WHAT IS NEEDED =>
Copy every line of the material below word for word, and leave the pictures out of your copy.

═══

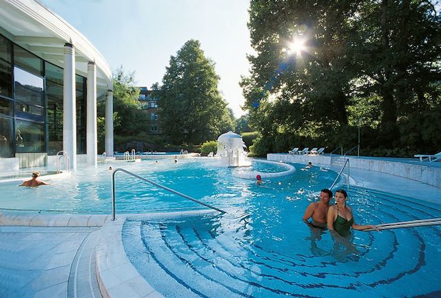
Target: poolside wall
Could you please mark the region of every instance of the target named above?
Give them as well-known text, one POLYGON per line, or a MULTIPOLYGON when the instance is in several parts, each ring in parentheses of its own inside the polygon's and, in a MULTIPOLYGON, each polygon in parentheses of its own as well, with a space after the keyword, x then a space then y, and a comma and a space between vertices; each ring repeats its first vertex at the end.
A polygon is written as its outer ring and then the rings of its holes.
MULTIPOLYGON (((347 156, 347 158, 349 159, 351 167, 393 175, 441 188, 441 169, 420 164, 369 159, 366 157, 358 158, 354 156, 347 156)), ((267 155, 267 159, 305 165, 310 161, 314 165, 331 166, 331 156, 324 155, 269 153, 267 155)))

═══

EXPECTED OUTPUT =>
Target: poolside wall
Could you please mark the region of every instance of the target named above?
Give them as well-known text, one POLYGON per line, or a MULTIPOLYGON when the instance is in several parts, each ring in parentheses of its own inside the polygon's and, in a MULTIPOLYGON, each polygon in parentheses of its own as well, with a space after the keyword, x then a space then y, and a comma and a space between vertices; each ring repeats its first vertex at the end.
A polygon is written as its outer ring and then the rings of its holes.
MULTIPOLYGON (((347 156, 347 158, 349 159, 351 167, 393 175, 441 188, 441 169, 420 164, 369 159, 366 157, 358 158, 354 156, 347 156)), ((267 155, 267 159, 305 165, 310 161, 314 165, 331 166, 331 156, 324 155, 269 153, 267 155)))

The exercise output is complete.